**DATA TO PROCESS**
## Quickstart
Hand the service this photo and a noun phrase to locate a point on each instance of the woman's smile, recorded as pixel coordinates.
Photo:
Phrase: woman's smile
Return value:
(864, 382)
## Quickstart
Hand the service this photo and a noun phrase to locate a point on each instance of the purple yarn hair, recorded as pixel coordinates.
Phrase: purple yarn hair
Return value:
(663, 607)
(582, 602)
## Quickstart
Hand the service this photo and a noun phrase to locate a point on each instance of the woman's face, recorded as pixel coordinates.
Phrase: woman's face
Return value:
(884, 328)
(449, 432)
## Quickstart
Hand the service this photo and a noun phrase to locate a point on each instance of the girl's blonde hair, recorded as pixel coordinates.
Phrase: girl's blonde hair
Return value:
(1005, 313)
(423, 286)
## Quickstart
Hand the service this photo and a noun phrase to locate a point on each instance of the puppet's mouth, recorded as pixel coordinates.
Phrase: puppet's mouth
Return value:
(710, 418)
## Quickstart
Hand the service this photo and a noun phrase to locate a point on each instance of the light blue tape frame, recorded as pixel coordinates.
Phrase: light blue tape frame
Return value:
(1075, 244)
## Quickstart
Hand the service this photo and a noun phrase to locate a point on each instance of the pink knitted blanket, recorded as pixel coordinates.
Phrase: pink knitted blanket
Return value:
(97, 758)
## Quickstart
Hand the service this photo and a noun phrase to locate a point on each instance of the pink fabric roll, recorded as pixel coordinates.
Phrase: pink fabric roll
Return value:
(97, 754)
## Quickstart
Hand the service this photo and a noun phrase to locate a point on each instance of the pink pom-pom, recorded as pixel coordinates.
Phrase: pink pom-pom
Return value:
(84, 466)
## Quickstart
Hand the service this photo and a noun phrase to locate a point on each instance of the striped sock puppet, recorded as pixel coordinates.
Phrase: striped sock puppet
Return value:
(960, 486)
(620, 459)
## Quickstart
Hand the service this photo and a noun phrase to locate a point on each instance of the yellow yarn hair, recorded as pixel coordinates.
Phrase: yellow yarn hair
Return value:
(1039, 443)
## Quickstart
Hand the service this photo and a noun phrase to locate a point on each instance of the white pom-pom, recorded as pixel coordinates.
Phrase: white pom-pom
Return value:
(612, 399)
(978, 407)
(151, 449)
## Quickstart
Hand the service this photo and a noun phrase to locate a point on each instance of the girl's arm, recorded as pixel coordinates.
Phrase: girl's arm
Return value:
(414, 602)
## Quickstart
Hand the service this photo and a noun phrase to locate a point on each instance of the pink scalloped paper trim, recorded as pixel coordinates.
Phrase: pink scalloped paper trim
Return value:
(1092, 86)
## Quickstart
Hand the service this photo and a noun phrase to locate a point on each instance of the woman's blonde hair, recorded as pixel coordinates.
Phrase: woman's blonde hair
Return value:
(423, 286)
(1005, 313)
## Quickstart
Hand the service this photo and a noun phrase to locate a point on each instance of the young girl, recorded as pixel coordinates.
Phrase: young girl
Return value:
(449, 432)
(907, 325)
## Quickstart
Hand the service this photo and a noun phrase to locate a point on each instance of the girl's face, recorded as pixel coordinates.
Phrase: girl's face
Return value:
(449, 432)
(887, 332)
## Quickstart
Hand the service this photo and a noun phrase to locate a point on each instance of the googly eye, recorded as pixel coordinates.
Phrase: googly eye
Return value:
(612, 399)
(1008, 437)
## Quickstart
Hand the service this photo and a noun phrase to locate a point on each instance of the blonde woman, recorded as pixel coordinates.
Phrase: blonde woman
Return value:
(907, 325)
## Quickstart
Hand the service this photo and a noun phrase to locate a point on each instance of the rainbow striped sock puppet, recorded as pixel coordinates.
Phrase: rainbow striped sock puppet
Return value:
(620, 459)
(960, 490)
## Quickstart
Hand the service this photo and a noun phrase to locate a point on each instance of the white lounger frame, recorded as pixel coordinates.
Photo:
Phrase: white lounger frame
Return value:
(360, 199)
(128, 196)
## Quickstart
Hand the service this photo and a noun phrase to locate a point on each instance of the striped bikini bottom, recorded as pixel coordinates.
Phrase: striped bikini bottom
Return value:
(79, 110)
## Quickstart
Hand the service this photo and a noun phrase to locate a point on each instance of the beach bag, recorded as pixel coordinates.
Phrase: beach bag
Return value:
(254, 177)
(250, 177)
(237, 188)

**GIVEN INSTRUCTION**
Make an exact copy of the material above.

**RESPONSE BELOW**
## Quickstart
Hand the service this photo and a noun phrase to locate a point on each instance of the woman's smile, recorded as pixel coordinates.
Photo:
Phrase: woman's smile
Return value:
(864, 382)
## Quickstart
Hand the service this photo and a noun phrase to locate a point on each instance of the purple yarn hair, recorded as pixel coordinates.
Phrase: purple yarn hair
Return value:
(663, 607)
(582, 602)
## Quickstart
Hand the service this photo and a noun phrase to locate a point on each instance of the woman's face, recorded as pixel coordinates.
Phrase: woman's face
Return value:
(884, 328)
(449, 432)
## Quickstart
Hand the service this photo and a noun phrase to locate a point on each instance of the girl's blonde hair, recorded as pixel coordinates.
Phrase: girl's blonde hair
Return value:
(1005, 313)
(423, 286)
## Quickstart
Hand the service this photo and a noun phrase to locate a point on each instance of the puppet's mouth, recorded as pixel coordinates.
Phrase: puppet's mouth
Return value:
(710, 418)
## Quickstart
Hand the service this photo and a noun phrase to locate a point on each instance of the light blue tape frame, recorded as pixel coordinates.
Phrase: light blue tape frame
Return value:
(1075, 244)
## Quickstart
Hand the service this photo and a noun phrase to locate a point on each instance of the pink knitted blanket, recorded as pixel coordinates.
Phrase: pink knitted blanket
Return value:
(97, 758)
## Quickstart
Hand the service this photo and a noun phrase to locate a point on each instance of the pink fabric roll, recorded as pixel coordinates.
Phrase: pink fabric roll
Return value:
(97, 754)
## Quickstart
Hand the service this photo and a noun phrase to locate a point on each instance of the pink pom-pom, recorded as pixel coordinates.
Phrase: pink pom-pom
Return value:
(84, 466)
## Quickstart
Hand the service this photo and a noun phrase to locate a point on each instance of the striped sock puppet, recorded as pixel coordinates.
Phrase: striped sock puppet
Return value:
(960, 486)
(620, 459)
## Quickstart
Hand the service this photo and a noun phrase to locate a point on each instance of the yellow yarn hair, recorded as pixel coordinates.
Phrase: yellow yarn hair
Return value:
(1039, 443)
## Quickstart
Hand the service this photo and a noun phrase to locate a point on each instance of the white pom-pom, recorded as pixel coordinates.
Phrase: white pom-pom
Return value:
(612, 399)
(978, 407)
(151, 449)
## Quickstart
Hand the service this photo and a noun phrase to locate a point on each instance of the girl's arm, recorded as pixel coordinates.
Phrase: girl's arm
Return value:
(414, 602)
## Quickstart
Hand the service this photo and a noun phrase to locate a point on each instance of the pink scalloped paper trim, recorded as pixel coordinates.
Phrase: pink scalloped paper trim
Return value:
(1092, 86)
## Quickstart
Hand the service this photo and a noun phrase to locate a point on each instance of the woman's blonde hair, recorded as pixel coordinates.
Phrase: woman's blonde hair
Return value:
(423, 286)
(1005, 313)
## Quickstart
Hand the service this photo and a noun phrase to locate a point on each instance of the young girl, recorded as pixel coordinates.
Phrase: young girl
Return value:
(449, 432)
(907, 325)
## Quickstart
Hand the service this photo and a noun phrase to locate a point on each instance of the girl's face, recorded as pixel coordinates.
Phrase: girl's face
Return value:
(449, 432)
(887, 332)
## Quickstart
Hand the service this photo and a noun phrase to locate a point on each instance of the googly eye, recorded as pixel coordinates.
Phrase: googly eye
Return value:
(612, 399)
(1008, 437)
## Quickstart
Hand the service this photo and a noun phrase to locate a point on each instance of the blonde woman, recorded as pixel coordinates.
Phrase: blonde woman
Return value:
(907, 325)
## Quickstart
Hand the service this photo and a noun phrase to locate a point on each instance of the rainbow striped sock puppet, recorded as pixel coordinates.
Phrase: rainbow striped sock puppet
Return value:
(620, 459)
(960, 490)
## Quickstart
Hand the service this photo and a noun phrase to locate a point on each instance of the white lounger frame, recorded as pixel coordinates.
Photo:
Phrase: white lounger frame
Return value:
(360, 199)
(128, 196)
## Quickstart
Hand the service this photo and a noun phrase to locate a point on each instance of the striped bikini bottom, recorded as pixel coordinates.
Phrase: striped bikini bottom
Return value:
(79, 110)
## Quickstart
Hand the service this photo and a noun phrase to locate a point on each instance of the beach bag, recorded as pixel coordinates.
Phrase: beach bag
Return value:
(254, 177)
(250, 177)
(237, 188)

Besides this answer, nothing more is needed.